- **Set task a**:
Please rewrite the entries from the line containing "Each instance receives a single keypoint. Tag the horse-drawn" down through the end of the entries, swapping "bare tree" for "leafless tree" and keeping everything else unchanged.

- **Page**:
This morning, the Supreme dismissed a lawsuit filed by various state and local governments challenging the legality of Donald Trump’s plan to exclude undocumented migrants from population counts that determine the apportionment of seats in the House of Representatives. I wrote about the issues at stake in the case here and here, and in an amicus brief supporting the plaintiffs I submitted along with University of Texas law professor Sanford Levinson.
The Court’s ruling in Trump v. New York does not actually address the merits of the lawsuit. Instead, it dismissed the case based on the procedural doctrines of standing ripeness, because at this point it is not clear how many migrants will actually be excluded from the count based on the administration’s policy, and whether it will be enough to affect apportionment. This result is not surprising. The oral argument indicated that many of the justices preferred to avoid addressing the merits.
The per curiam opinion joined by the six conservative justices spells out their reasoning:
Two related doctrines of justiciability—each originating in the case-or-controversy requirement of Article III [of the Constitution]— underlie this determination….. First, a plaintiff must demonstrate standing, including “an injury that is concrete, particularized, and imminent rather than conjectural or hypothetical.” Carney v. Adams, ante, at 6…. Second, the case must be “ripe”—not de-pendent on “contingent future events that may not occur as anticipated, or indeed may not occur at all.” Texas v. United States, 523 U. S. 296, 300 (1998) (internal quotation marks omitted).At present, this case is riddled with contingencies and speculation that impede judicial review. The President, to be sure, has made clear his desire to exclude aliens without lawful status from the apportionment base. But the President qualified his directive by providing that the Secretary should gather information “to the extent practicable” and that aliens should be excluded “to the extent feasible.” 85 Fed. Reg. 44680. Any prediction how the Executive Branch might eventually implement this general statement of pol-icy is “no more than conjecture” at this time. Los Angeles v. Lyons, 461 U. S. 95, 108 (1983).
To begin with, the policy may not prove feasible to implement in any manner whatsoever, let alone in a manner substantially likely to harm any of the plaintiffs here…..

- **Set task b**:
Carry on the piece about the Supreme Court's ruling in Trump v. New York, starting after its final sentence.

- **Task data**:
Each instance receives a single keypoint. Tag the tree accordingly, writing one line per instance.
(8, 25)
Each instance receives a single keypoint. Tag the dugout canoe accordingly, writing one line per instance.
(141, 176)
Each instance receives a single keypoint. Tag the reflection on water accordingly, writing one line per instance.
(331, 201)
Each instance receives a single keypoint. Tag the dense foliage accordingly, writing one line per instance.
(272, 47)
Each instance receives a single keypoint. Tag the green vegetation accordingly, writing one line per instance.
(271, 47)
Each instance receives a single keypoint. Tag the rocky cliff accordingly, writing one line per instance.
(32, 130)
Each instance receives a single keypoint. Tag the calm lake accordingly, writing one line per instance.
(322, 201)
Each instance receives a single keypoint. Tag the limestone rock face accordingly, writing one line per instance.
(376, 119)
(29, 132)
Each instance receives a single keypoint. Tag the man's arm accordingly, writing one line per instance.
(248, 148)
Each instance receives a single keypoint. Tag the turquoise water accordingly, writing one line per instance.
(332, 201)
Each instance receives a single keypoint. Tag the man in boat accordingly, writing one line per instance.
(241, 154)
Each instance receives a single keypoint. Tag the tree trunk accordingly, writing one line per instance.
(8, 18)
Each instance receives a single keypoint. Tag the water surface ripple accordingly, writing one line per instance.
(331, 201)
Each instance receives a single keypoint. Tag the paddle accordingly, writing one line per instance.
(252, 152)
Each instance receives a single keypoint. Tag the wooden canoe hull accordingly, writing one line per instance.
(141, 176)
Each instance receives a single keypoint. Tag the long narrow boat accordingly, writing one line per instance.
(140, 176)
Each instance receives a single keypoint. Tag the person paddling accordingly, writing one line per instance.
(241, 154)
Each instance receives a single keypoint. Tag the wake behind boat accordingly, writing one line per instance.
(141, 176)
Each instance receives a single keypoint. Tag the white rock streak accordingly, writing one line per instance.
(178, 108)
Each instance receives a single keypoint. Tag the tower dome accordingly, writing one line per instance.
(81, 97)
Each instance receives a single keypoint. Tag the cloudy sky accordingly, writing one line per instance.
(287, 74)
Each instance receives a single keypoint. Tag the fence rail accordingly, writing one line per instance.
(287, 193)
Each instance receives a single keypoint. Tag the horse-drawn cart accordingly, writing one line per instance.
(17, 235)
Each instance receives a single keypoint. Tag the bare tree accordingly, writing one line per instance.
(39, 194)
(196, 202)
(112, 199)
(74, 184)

- **Output a**:
Each instance receives a single keypoint. Tag the horse-drawn cart accordingly, writing one line per instance.
(17, 235)
Each instance receives a single keypoint. Tag the leafless tree accordingly, writing one line per instance.
(39, 194)
(196, 202)
(112, 199)
(74, 184)

- **Output b**:
Here the record is silent on which (and how many) aliens have administrative records that would allow the Secretary to avoid impermissible estimation, and whether the Census Bureau can even match the records in its possession to census data in a timely manner…. Uncertainty likewise pervades which (and how many) aliens the President will exclude from the census if the Secretary manages to gather and match suitable administrative records. We simply do not know whether and to what extent the President might direct the Secretary to “reform the census” to implement his general policy with respect to apportionment….
At the end of the day, the standing and ripeness inquiries both lead to the conclusion that judicial resolution of this dispute is premature. Consistent with our determination that standing has not been shown and that the case is not ripe, we express no view on the merits of the constitutional and related statutory claims presented. We hold only that they are not suitable for adjudication at this time.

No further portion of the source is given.